- [Given exercise 1]: Reproduce the pandas notebook text verbatim, everything from "# Replace np.Nan" down to "a whole newscast)".

- [Text segment]:

◇ ◇ ◇ ◇ ◇

# Functions for primary data set manipulation

In [9]:
import pandas as pd
import numpy as np
import os

## Data loading and cleaning

In [10]:
def load_scraped_data(folder):
    """
    Loads all the files from the folder and
    concatenate them in one dataframe.
    
    Args: folder - string, a path of a folder with files
    Returns: df_scraped - dataframe
    """
    
    # Data loading
    
    # Get a list of files for loading
    files = [file for file in  os.listdir(folder) if file.endswith('_cleaned.csv')]
    
    # Load the first file
    df_scraped = pd.read_csv(folder+'/'+files[0], sep='|')
    # Add a key (like '0-15'), so we can identify which file each row comes from
    key = files[0][:files[0].rfind('_output')]
    df_scraped['file_key'] = key
    
    # Load the remaining files
    for file in files[1:]:
        df = pd.read_csv(folder+'/'+file, sep='|')
        key = file[:file.rfind('_output')]
        df['file_key'] = key
        
        df_scraped = pd.concat([df_scraped, df])
        
    # Give a meaningful name to the first column
    df_scraped.rename(columns={'Unnamed: 0': 'id_in_source_file'}, inplace=True)
    
    # Sort values by time descending
    df_scraped.sort_values(by='date', ascending=False, inplace=True)
    
    # Add a unique index
    df_scraped.reset_index(inplace=True, drop=True)
    
    # Replace np.Nan in the column "body" with empty string
    # otherwise tokenization can't be applied
    df_scraped.loc[df_scraped['body'].isnull(), 'body'] = ''
        
    return df_scraped     

In [24]:
def add_columns(df_scraped):
    """
    Performs the following manipulations with dataframe:
    - Adds columns useful for data grouping
    - Adds a level (whether a row represents an individual
      news story or a whole newscast)

◇ ◇ ◇ ◇ ◇

Labeling and segmentation rows:

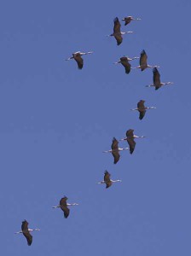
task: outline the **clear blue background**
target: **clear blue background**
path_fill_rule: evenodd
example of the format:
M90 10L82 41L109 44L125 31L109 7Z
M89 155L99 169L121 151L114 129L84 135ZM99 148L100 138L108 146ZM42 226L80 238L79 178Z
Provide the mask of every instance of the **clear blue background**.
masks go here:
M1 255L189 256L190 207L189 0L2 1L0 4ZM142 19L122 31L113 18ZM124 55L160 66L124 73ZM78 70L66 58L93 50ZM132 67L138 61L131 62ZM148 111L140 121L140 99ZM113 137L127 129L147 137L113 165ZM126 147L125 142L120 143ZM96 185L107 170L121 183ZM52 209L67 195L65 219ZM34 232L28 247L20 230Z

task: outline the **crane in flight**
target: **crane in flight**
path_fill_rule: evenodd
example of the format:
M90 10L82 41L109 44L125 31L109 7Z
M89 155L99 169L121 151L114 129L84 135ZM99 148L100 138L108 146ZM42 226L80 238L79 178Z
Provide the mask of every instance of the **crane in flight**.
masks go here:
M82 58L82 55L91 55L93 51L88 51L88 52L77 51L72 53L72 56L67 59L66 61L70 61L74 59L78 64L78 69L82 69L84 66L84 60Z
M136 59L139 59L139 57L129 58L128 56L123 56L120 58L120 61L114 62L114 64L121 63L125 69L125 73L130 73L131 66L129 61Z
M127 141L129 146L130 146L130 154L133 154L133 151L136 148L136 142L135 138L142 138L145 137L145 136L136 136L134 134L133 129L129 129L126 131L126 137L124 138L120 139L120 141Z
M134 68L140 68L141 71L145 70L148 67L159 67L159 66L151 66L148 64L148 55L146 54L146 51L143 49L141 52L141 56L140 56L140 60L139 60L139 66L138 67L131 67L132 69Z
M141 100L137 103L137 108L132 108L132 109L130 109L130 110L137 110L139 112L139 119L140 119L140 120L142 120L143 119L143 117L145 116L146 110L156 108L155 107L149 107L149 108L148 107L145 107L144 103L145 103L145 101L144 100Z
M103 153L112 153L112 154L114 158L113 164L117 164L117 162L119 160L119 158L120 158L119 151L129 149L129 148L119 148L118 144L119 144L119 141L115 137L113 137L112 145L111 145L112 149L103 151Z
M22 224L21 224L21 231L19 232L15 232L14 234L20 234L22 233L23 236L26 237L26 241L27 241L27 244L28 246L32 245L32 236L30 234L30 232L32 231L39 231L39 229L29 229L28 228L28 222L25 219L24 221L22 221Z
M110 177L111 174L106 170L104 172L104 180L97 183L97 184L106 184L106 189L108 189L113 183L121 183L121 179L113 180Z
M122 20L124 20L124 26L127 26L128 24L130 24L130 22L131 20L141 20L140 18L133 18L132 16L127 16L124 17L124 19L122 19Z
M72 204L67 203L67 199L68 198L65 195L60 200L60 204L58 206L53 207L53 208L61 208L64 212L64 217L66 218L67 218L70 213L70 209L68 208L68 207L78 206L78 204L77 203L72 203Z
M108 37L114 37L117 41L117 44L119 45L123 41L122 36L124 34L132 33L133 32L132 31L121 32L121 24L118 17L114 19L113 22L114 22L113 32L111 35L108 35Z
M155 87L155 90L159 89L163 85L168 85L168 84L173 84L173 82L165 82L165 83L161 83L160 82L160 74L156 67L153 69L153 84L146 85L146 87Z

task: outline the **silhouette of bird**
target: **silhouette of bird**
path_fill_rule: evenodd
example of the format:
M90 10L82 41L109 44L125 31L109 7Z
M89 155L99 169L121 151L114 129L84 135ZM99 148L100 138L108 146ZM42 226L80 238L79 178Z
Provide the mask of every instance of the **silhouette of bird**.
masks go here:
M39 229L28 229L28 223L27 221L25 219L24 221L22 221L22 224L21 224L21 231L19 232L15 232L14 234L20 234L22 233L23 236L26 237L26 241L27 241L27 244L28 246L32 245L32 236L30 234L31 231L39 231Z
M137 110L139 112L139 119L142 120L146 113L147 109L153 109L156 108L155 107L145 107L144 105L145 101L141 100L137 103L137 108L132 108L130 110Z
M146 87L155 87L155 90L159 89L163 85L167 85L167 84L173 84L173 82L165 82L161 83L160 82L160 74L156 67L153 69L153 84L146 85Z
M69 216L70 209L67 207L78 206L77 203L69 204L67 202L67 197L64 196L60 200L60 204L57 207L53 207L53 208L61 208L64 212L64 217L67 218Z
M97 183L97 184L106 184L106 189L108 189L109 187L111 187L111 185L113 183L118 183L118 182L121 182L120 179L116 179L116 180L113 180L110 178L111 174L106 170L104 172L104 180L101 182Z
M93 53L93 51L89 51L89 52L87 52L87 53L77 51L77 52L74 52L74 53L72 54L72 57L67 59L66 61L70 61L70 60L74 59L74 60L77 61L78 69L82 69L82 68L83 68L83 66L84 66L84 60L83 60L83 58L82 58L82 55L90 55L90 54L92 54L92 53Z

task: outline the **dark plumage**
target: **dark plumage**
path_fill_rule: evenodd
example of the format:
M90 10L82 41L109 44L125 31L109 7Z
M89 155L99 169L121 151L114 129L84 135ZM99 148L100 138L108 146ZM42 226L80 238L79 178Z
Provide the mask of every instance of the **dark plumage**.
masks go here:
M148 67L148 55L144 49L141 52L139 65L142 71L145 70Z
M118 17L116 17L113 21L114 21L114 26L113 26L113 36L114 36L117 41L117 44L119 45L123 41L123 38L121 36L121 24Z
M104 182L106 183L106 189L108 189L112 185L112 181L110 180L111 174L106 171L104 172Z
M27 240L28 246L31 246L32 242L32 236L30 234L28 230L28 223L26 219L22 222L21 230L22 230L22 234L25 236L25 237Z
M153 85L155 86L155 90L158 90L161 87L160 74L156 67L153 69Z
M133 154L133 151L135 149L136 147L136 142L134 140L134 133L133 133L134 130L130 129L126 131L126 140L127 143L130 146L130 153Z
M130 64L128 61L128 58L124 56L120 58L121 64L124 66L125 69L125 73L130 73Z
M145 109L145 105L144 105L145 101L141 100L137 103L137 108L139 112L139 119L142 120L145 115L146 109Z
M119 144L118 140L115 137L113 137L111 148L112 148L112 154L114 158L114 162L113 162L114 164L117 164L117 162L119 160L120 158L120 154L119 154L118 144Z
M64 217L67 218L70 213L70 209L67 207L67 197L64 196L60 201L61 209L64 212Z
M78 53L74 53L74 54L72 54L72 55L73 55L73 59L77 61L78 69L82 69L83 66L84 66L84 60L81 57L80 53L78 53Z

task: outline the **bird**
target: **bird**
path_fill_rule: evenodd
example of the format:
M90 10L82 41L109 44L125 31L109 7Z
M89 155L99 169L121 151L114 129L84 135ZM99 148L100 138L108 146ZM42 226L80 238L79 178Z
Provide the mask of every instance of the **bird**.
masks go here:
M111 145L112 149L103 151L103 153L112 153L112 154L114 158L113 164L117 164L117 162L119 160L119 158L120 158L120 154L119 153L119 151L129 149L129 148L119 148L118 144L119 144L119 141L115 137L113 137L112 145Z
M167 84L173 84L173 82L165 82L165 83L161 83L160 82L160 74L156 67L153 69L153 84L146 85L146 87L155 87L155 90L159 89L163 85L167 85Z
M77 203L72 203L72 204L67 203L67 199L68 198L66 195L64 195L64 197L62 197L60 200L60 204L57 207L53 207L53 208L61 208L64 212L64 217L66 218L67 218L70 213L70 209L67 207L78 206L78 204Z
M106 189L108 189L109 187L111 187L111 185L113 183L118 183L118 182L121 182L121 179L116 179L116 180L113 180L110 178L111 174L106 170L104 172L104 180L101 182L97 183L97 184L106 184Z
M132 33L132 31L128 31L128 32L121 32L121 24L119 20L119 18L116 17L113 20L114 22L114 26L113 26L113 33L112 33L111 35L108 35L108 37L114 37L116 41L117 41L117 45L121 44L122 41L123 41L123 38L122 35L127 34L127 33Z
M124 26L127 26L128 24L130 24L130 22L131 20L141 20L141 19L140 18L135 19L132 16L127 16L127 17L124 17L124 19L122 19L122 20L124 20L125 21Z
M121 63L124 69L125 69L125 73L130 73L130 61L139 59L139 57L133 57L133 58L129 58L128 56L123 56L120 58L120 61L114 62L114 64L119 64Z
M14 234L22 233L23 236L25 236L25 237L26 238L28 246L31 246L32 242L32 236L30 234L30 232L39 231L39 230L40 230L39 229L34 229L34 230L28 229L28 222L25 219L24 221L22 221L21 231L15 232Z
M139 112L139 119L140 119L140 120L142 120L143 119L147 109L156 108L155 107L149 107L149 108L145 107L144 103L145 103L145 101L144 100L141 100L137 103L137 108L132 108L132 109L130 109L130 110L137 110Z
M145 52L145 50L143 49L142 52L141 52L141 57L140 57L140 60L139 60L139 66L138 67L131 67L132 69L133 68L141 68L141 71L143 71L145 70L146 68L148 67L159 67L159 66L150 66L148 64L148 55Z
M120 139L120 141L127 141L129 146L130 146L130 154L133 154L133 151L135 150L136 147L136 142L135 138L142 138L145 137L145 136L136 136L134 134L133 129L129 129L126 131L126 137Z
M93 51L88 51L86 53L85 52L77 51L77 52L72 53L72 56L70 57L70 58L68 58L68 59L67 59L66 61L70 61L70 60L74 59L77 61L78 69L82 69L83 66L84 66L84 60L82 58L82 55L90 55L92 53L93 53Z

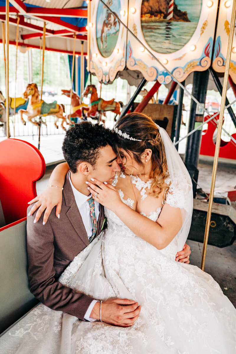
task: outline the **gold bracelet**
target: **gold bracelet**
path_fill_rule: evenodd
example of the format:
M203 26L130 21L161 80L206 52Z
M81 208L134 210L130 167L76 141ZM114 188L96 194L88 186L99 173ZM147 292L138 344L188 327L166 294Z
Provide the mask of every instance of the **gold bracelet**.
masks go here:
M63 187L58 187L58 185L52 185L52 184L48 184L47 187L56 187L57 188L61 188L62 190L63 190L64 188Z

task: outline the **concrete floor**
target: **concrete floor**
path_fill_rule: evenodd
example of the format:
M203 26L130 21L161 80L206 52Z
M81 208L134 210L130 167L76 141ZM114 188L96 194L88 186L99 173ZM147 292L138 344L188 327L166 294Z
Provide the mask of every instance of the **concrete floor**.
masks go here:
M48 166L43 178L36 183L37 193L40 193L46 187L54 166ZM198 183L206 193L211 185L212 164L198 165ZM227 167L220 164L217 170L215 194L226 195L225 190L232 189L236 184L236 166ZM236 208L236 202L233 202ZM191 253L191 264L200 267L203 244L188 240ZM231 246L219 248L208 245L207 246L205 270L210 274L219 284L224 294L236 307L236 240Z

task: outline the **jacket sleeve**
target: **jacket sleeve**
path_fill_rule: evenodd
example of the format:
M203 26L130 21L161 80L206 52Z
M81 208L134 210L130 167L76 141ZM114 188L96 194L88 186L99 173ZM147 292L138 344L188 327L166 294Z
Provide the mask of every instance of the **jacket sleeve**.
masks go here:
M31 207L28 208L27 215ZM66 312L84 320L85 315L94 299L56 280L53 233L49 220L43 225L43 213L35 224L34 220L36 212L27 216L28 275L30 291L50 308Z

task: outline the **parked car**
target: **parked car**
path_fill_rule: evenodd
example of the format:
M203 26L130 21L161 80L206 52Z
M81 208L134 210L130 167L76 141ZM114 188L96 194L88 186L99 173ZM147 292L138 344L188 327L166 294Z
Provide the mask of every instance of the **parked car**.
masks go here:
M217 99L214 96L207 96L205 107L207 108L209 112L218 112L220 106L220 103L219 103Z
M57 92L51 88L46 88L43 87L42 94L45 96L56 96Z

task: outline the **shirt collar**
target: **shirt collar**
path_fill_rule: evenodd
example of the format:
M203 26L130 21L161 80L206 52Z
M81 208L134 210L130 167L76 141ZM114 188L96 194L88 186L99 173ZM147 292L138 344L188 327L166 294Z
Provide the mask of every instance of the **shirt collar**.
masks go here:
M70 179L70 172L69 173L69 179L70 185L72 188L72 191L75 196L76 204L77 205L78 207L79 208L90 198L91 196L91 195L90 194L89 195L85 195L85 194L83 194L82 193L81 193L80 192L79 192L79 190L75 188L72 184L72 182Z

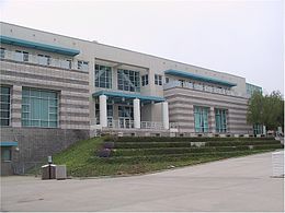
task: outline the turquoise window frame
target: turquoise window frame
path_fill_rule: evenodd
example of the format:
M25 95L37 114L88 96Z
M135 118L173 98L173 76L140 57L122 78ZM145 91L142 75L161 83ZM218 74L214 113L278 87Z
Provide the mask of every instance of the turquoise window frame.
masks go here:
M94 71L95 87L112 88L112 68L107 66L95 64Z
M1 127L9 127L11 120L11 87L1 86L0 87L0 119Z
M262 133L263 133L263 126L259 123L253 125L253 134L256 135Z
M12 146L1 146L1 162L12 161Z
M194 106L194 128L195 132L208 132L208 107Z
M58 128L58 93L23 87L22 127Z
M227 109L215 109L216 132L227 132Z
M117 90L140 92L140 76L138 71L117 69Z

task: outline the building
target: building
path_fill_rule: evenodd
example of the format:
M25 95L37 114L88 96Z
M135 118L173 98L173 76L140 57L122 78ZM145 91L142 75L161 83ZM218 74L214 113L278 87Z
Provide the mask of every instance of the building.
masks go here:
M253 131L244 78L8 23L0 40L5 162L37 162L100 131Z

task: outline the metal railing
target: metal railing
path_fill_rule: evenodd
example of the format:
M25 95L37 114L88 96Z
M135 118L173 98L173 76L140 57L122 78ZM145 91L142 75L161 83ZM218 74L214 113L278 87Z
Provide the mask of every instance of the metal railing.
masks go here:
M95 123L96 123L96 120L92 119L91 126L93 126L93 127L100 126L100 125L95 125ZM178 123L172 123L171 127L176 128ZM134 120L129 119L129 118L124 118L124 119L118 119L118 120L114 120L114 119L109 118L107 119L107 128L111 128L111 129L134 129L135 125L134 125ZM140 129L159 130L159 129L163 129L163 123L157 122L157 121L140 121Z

◇ ◇ ◇ ◇ ◇

- [Given exercise 2]: In the labeling rows, write out everything from the line containing "task: outline the turquoise window frame" down to the line containing "M262 133L263 133L263", both included, with every character unchanged.

- [Final result 1]:
# Replace np.Nan in the column "body" with empty string
    # otherwise tokenization can't be applied
    df_scraped.loc[df_scraped['body'].isnull(), 'body'] = ''
        
    return df_scraped     

In [24]:
def add_columns(df_scraped):
    """
    Performs the following manipulations with dataframe:
    - Adds columns useful for data grouping
    - Adds a level (whether a row represents an individual
      news story or a whole newscast)

- [Final result 2]:
task: outline the turquoise window frame
target: turquoise window frame
path_fill_rule: evenodd
example of the format:
M25 95L37 114L88 96Z
M135 118L173 98L173 76L140 57L122 78ZM145 91L142 75L161 83ZM218 74L214 113L278 87Z
Provide the mask of every instance of the turquoise window frame.
masks go here:
M94 71L95 87L112 88L112 68L107 66L95 64Z
M1 127L9 127L11 120L11 87L1 86L0 87L0 119Z
M262 133L263 133L263 126L259 123L253 125L253 134L256 135Z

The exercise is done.